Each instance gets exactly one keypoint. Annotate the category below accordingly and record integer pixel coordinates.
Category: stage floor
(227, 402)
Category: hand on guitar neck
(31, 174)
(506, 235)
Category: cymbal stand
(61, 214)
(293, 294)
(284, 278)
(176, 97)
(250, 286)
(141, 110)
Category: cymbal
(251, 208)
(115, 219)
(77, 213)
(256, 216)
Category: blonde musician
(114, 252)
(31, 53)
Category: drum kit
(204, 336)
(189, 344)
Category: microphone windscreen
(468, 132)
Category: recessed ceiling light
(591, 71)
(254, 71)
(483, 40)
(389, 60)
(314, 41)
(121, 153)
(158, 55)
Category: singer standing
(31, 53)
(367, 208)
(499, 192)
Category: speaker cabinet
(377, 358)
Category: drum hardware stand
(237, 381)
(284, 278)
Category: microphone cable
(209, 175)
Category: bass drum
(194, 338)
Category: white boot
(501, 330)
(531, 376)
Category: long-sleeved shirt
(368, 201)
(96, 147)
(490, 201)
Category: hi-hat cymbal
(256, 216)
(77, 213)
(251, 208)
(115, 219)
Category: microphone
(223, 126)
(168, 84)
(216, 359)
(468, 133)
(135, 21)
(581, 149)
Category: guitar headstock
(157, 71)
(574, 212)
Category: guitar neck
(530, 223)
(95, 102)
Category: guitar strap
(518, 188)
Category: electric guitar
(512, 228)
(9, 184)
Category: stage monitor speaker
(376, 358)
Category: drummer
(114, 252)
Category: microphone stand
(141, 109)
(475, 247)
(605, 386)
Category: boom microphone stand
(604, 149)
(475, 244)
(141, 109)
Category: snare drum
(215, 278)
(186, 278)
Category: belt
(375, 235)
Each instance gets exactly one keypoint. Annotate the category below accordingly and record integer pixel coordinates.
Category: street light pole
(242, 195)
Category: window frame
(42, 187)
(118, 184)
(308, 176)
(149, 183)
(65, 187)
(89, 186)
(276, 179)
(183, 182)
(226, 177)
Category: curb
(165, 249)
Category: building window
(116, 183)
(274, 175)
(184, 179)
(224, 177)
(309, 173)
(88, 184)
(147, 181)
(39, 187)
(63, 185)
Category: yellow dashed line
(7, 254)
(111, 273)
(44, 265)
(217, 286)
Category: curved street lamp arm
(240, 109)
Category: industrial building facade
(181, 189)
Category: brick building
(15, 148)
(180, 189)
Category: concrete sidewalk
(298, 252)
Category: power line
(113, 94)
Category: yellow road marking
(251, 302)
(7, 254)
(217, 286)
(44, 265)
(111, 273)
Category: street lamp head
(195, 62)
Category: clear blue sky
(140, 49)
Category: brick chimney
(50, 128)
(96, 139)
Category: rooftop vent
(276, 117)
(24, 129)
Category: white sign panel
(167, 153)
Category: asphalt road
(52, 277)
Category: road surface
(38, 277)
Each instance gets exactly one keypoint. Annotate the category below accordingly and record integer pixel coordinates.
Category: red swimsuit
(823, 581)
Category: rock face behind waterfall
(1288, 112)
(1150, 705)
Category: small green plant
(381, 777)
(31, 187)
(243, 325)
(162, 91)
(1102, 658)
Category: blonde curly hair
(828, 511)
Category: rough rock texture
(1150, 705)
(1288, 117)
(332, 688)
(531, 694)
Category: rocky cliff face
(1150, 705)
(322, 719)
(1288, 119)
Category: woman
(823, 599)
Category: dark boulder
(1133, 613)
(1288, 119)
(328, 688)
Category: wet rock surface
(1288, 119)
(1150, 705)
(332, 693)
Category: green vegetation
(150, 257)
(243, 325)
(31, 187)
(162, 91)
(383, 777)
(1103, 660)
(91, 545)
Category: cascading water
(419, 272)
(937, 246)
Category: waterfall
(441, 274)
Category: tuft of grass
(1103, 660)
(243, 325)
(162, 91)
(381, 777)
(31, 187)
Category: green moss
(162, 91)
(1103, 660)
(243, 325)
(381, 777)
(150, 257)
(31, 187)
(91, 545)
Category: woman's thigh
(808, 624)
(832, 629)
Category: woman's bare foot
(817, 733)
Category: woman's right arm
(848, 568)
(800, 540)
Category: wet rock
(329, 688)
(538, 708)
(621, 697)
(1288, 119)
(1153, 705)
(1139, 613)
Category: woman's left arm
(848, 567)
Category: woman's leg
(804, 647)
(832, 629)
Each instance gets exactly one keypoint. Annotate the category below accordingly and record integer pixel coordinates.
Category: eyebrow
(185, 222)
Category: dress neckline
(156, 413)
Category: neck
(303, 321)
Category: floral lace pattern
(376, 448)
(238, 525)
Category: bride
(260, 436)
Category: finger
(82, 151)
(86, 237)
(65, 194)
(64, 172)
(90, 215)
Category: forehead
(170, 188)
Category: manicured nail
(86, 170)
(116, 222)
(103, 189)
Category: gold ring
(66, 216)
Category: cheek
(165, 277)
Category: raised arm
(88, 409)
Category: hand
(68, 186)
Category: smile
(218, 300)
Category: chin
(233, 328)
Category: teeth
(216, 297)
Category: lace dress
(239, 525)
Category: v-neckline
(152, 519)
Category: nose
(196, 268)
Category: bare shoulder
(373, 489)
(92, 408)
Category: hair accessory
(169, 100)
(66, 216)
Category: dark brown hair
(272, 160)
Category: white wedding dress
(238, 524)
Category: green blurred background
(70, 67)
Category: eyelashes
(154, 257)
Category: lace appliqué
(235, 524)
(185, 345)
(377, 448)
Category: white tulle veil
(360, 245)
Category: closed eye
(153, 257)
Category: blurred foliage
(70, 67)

.....

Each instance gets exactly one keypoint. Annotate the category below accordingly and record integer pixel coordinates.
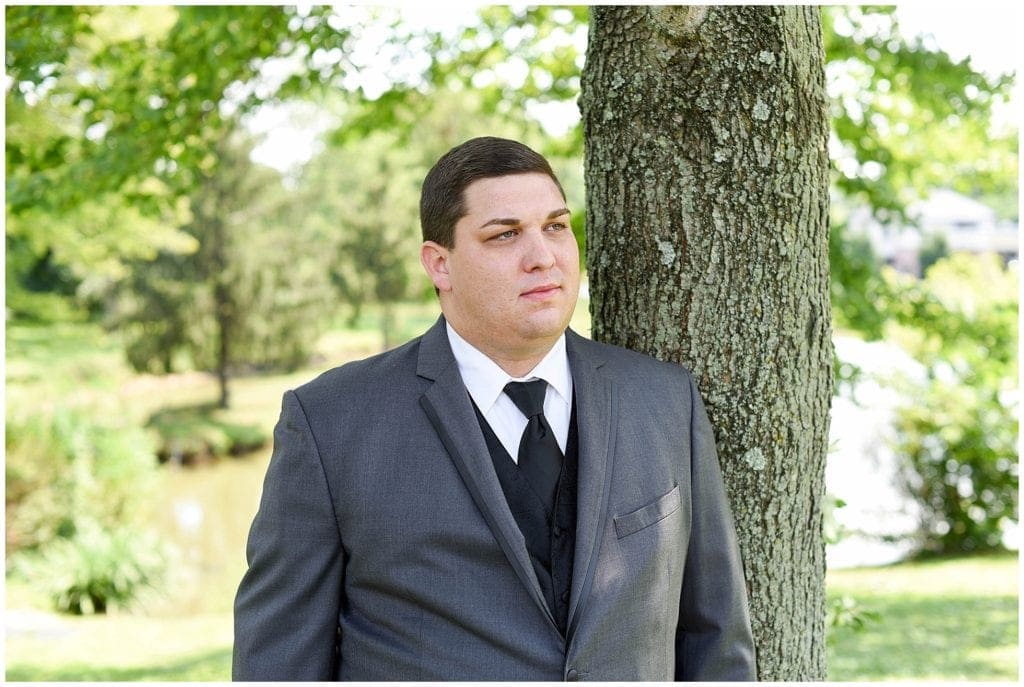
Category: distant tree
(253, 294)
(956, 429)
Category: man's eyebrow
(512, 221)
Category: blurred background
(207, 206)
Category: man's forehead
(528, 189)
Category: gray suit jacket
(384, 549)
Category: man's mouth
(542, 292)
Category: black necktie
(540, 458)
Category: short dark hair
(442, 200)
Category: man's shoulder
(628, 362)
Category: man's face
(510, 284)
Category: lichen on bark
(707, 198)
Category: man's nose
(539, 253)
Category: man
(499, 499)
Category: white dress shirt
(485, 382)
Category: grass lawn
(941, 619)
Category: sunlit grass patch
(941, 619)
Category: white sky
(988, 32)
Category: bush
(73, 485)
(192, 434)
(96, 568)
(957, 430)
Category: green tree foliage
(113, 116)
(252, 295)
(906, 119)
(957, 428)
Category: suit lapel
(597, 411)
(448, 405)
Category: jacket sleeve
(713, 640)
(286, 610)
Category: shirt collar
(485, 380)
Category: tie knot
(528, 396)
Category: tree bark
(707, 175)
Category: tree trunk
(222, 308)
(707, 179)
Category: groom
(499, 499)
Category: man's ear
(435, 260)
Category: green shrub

.....

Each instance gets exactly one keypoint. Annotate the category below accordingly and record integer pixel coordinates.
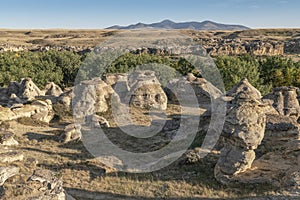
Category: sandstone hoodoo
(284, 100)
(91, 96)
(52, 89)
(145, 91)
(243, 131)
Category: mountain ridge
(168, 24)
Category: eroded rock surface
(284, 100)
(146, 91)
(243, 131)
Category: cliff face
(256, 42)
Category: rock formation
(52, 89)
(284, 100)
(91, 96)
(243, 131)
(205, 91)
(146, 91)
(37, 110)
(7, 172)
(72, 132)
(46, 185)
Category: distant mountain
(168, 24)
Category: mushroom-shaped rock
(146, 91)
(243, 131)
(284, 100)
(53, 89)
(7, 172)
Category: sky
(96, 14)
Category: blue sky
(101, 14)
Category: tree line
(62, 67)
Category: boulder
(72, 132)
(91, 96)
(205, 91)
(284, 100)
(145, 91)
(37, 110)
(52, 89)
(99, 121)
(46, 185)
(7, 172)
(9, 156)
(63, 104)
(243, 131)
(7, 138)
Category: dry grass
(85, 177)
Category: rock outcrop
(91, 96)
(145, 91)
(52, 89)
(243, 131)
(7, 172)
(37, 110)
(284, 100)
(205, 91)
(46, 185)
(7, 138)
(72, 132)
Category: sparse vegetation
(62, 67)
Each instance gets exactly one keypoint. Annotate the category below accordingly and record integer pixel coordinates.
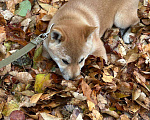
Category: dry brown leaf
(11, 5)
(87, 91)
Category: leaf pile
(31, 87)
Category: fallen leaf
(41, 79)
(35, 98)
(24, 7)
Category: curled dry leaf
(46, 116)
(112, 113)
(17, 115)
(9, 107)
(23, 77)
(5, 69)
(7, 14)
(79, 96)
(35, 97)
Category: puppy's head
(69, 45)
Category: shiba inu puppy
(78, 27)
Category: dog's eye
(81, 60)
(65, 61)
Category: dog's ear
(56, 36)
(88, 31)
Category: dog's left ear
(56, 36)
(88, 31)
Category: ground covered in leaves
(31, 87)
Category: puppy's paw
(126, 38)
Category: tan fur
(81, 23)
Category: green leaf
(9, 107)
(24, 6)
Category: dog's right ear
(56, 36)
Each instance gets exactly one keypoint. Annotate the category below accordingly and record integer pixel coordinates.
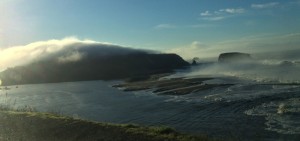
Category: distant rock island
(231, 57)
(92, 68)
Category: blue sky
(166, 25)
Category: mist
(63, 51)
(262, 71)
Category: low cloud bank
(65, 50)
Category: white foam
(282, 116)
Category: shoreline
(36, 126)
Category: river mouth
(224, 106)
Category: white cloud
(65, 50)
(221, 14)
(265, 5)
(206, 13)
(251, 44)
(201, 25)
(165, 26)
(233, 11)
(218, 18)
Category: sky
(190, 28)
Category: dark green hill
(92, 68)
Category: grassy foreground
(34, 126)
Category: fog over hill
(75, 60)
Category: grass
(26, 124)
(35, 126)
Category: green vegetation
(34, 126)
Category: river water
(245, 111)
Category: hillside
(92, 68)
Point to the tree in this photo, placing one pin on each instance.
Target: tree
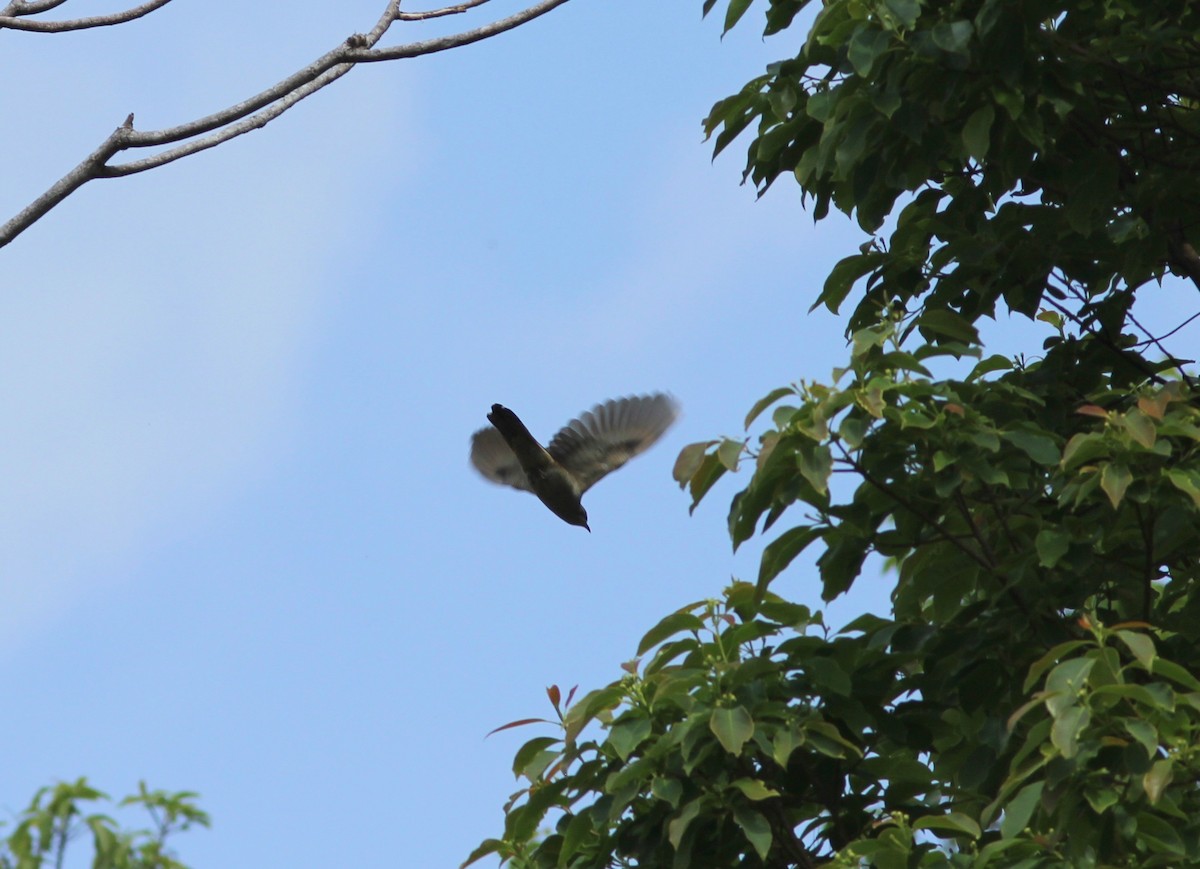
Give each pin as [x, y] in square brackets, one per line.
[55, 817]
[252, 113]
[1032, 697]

.....

_WHAT YOU WILL DO_
Extract each line from the data above that contains the string "mountain", reproducing those lines unchanged.

_TASK ANSWER_
Category: mountain ridge
Category: distant mountain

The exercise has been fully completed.